[To be done]: Select every line of the records that contains the string "coordinates", matching case exactly, and copy each of those lines out in full.

(Labeled shape records)
▶

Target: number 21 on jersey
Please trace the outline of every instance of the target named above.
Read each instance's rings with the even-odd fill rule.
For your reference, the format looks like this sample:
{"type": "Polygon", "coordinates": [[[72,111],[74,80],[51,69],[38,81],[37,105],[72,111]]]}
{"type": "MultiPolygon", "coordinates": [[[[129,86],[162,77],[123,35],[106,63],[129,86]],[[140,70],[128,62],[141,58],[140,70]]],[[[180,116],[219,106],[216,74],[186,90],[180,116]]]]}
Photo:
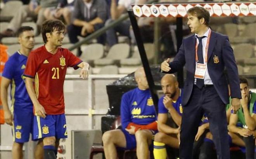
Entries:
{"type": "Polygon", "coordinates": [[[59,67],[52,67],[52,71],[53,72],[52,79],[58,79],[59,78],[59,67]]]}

◀
▶

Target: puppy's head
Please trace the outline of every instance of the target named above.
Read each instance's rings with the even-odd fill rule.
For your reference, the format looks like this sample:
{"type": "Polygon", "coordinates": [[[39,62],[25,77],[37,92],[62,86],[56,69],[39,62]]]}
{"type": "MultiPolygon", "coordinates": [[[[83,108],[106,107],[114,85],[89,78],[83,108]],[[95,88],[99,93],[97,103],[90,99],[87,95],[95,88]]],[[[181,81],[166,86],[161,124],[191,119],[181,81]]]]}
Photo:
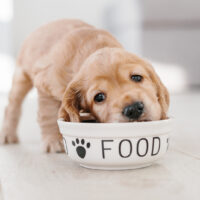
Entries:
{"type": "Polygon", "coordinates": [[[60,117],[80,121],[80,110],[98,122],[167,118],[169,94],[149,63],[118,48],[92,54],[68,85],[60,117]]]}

◀

[Result for this task]:
{"type": "Polygon", "coordinates": [[[72,111],[74,80],[51,69],[38,81],[37,105],[72,111]]]}
{"type": "MultiPolygon", "coordinates": [[[[129,86],[162,77],[123,35],[106,63],[129,86]],[[140,70],[128,62],[141,58],[140,70]]],[[[180,116],[219,106],[216,74],[186,90],[180,116]]]]}
{"type": "Polygon", "coordinates": [[[59,67],[52,67],[52,71],[53,72],[52,79],[58,79],[59,78],[59,67]]]}
{"type": "Polygon", "coordinates": [[[39,62],[25,77],[37,92],[62,86],[56,69],[39,62]]]}
{"type": "MultiPolygon", "coordinates": [[[[83,108],[106,107],[114,85],[89,78],[83,108]],[[95,88],[99,93],[97,103],[90,99],[87,95],[95,88]]],[[[181,81],[166,86],[161,124],[191,119],[181,81]]]]}
{"type": "Polygon", "coordinates": [[[60,117],[80,121],[80,110],[98,122],[167,118],[169,94],[149,63],[118,48],[92,54],[68,85],[60,117]]]}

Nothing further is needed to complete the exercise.